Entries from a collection
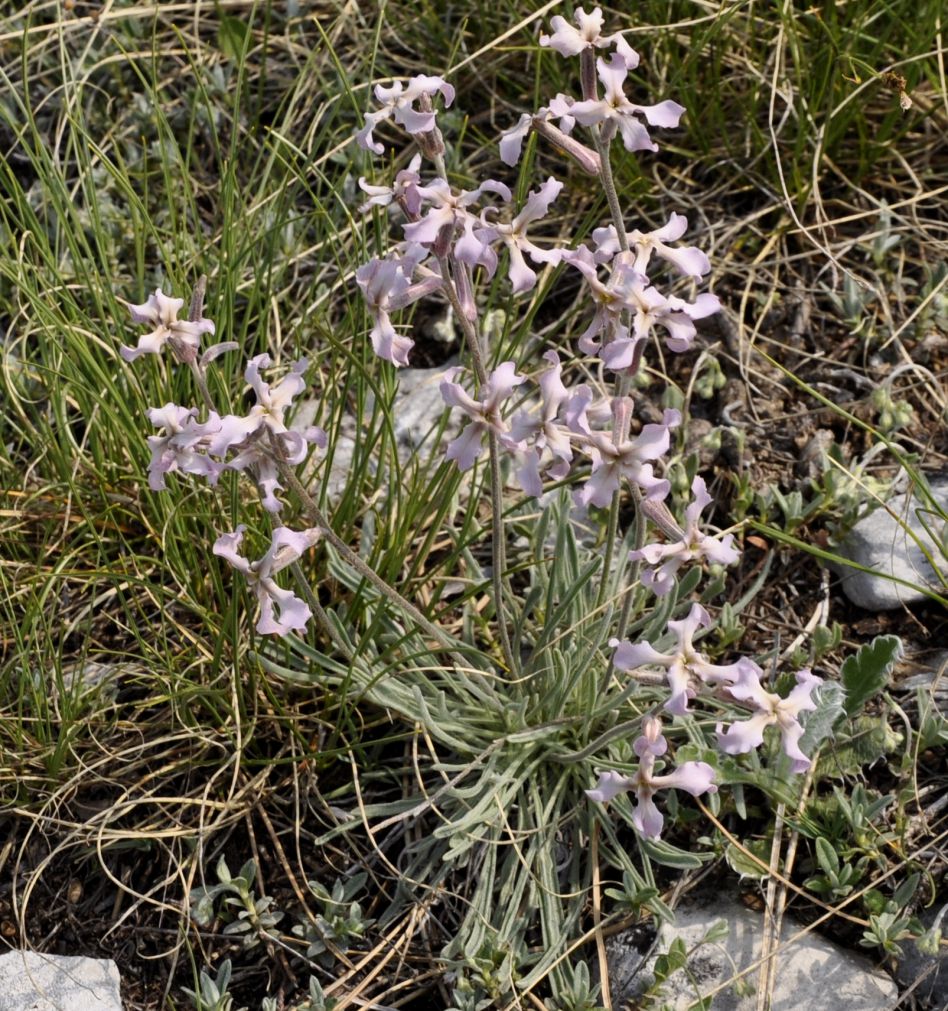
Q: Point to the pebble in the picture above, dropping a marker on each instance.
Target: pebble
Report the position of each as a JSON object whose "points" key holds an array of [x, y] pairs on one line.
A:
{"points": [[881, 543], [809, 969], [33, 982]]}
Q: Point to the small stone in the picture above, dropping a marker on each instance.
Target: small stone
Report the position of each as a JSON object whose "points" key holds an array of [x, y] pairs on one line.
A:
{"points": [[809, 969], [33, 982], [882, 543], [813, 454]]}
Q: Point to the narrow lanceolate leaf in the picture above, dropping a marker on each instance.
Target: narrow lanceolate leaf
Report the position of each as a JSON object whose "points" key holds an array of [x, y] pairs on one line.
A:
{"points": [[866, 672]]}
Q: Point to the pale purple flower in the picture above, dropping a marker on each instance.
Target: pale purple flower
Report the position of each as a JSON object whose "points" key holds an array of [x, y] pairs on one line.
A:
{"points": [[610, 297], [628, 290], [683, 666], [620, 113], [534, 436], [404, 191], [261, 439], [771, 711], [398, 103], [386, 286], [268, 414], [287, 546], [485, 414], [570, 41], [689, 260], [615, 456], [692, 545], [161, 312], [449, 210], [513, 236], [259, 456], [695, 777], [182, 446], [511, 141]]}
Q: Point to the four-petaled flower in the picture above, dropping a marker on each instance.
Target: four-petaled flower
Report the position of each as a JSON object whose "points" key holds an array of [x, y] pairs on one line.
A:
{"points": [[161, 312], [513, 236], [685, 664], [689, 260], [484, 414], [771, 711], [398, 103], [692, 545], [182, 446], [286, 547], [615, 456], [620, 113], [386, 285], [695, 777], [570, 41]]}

## Problem statement:
Reproduce every entry above verbatim, omitting the pictures from your output.

## Exercise output:
Q: Point to the pebble in the picture above, dropping a marker on each instance.
Target: pebble
Report the position of each as a JSON object whose "points" key holds an array of [x, y] pairs on one line.
A:
{"points": [[881, 543], [809, 969], [33, 982]]}
Q: Point to the small stone in the picture above, dropping a marker on each instance.
Target: small stone
Report the position of each as a JSON object whose "points" key holds an array of [x, y] pairs on one line.
A:
{"points": [[809, 969], [33, 982], [882, 543], [813, 454]]}
Q: Point to the narrow lanceolate leaf in the picture above, dropping a marker on each instance.
Target: narrow lanceolate leaf
Report the position of each as a JSON object whose "points" key holds an array of [x, y] pairs on one line.
A:
{"points": [[866, 672]]}
Q: Point to the pale purple flower in the picture above, dropping a marker on each instance.
Target: pale purple flower
Report the position of each as a JSON object whose "points" key holds an array of [x, y] pairs on one line.
A:
{"points": [[610, 297], [628, 290], [683, 666], [620, 113], [534, 436], [404, 191], [261, 439], [771, 711], [398, 103], [386, 286], [268, 414], [287, 546], [485, 414], [570, 41], [689, 260], [615, 456], [692, 545], [161, 312], [449, 210], [513, 236], [259, 456], [695, 777], [182, 446], [511, 141]]}
Q: Point to the four-petaled flower in the picture above, dropping a marker on each instance.
Target: four-petaled flower
Report the position of each as a JSON object whose "points" key holds an array of [x, y] pairs on one line.
A:
{"points": [[161, 312], [513, 236], [685, 664], [689, 260], [484, 414], [771, 711], [398, 103], [692, 545], [182, 446], [286, 547], [615, 456], [620, 113], [386, 285], [695, 777], [570, 41]]}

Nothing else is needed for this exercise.